#### Provided passage
━━━━━━━━━━━━━━━━━━━━

So our patient is in the head gate in record time. I have all the gear I need to go to work and I shaved down an area to work on and I”m injecting Lidocain. The cow looks fine and this should only take a few minutes and we’ll be done. He breathing is a bit labored (that’s why bloat kills them, they can’t breathe) but give me 10 minutes and this will all be over.
Then our patient decides he doesn’t like being in the headgate and start bucking and thrashing. I’m holding a needle in my hand so I immediately pull back so nobody gets jabbed. Thrashing about isn’t abnormal and usually it’s just a test to see if this thing really holds. Once they figure out it does, they usually settle right down and stand still. 99% of the time things are very calm. This is just that few seconds of the 1%. No big deal. A few thrashes and the cow slumps. I hear a huuugh of a big exhale and look at his head. His mouth is open, tongue hanging out, and there is no intake of breath. I’m not sure what foul language I used, but as my nephew said later, “I stuck to the classics.”

━━━━━━━━━━━━━━━━━━━━

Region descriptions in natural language
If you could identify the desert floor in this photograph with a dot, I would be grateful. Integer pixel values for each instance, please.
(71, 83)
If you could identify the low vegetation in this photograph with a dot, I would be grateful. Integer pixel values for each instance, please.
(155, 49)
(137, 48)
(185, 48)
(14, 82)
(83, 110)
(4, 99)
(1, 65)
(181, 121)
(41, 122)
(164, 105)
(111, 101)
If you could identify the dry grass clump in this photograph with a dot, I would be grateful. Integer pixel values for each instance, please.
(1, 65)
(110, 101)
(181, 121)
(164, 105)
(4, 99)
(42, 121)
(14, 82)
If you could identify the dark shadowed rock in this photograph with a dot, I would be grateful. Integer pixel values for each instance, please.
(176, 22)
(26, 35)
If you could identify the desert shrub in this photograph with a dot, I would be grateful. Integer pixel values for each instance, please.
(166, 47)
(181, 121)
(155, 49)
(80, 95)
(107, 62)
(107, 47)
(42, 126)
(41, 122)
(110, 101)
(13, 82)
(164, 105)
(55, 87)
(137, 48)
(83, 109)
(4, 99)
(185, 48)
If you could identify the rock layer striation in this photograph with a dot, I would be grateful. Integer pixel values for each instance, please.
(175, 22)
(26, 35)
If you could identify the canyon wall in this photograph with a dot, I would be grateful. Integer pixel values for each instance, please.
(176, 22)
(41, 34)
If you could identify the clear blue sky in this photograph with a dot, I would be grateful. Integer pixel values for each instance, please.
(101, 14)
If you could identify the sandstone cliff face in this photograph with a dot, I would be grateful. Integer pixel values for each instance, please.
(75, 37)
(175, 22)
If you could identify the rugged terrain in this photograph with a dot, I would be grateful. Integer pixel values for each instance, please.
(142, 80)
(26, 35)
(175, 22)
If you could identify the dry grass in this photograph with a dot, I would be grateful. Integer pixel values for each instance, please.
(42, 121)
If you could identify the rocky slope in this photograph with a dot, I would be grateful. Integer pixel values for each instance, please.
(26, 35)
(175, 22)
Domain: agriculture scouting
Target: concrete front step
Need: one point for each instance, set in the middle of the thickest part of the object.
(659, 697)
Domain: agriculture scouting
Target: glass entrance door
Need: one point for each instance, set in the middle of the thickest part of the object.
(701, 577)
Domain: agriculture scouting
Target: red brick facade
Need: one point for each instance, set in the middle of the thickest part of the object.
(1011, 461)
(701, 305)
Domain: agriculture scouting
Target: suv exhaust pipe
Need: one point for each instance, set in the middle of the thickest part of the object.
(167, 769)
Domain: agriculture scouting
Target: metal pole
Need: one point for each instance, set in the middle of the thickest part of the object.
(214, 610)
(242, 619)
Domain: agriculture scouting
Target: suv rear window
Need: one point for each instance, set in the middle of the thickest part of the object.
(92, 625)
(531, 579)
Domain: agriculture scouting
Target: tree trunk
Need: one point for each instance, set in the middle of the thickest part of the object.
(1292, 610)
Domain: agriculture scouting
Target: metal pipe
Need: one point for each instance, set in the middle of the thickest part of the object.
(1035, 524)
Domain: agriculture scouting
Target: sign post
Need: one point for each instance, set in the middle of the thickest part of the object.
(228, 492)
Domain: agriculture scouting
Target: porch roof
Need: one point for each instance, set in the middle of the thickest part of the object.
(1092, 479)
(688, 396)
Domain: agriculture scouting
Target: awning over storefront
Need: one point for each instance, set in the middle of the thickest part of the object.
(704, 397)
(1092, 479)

━━━━━━━━━━━━━━━━━━━━

#### Task instructions
(1) Transcribe the passage about treating the bloated cow, between "So our patient" and "all be over.", inclusive.
(2) Pick up the account of treating the bloated cow after its final sentence and write what comes next.

#### Your responses
(1)
So our patient is in the head gate in record time. I have all the gear I need to go to work and I shaved down an area to work on and I”m injecting Lidocain. The cow looks fine and this should only take a few minutes and we’ll be done. He breathing is a bit labored (that’s why bloat kills them, they can’t breathe) but give me 10 minutes and this will all be over.

(2)
This cow had just stopped breathing and was laying, effectively dead, in the head gate. His heart didn’t know it yet, and his brain didn’t know it yet, but in the next 45 seconds he’d be dead and there was nothing I could do at that point.
I grew up watching M.A.S.H. I always remember Hawkeye Pearce as being funny, drunk, and basically against doing anything until the patient needed attention NOW. Then he jumped in and did what no one else could with blinding speed and intense focus. I was always in awe of his (and any surgeons) knowledge and ability. I knew I’d never be a surgeon, and never in his situations as depicted on the small screen.
Except here I was standing there with a cow that had seconds to live suddenly. I called Vicente back over and had him start handing me things that I needed (kind of like Margaret Houlihan). I assembled a scalpel quickly, then made my incision in a quick second. By that point Vicente was handing me a trocar. I inserted it, made sure it was in correctly, and pulled the plug to release the air and take the pressure off of the cows diaphragm. Once that was clearing correctly, I released the head gate to get the pressure off of the cow’s head, relaxing the airway. Then I waited. It felt like an hour but it could only have been a few seconds.
ONE. BIG. BREATH…..
And nothing…..
Then one big breath again, and another. And another.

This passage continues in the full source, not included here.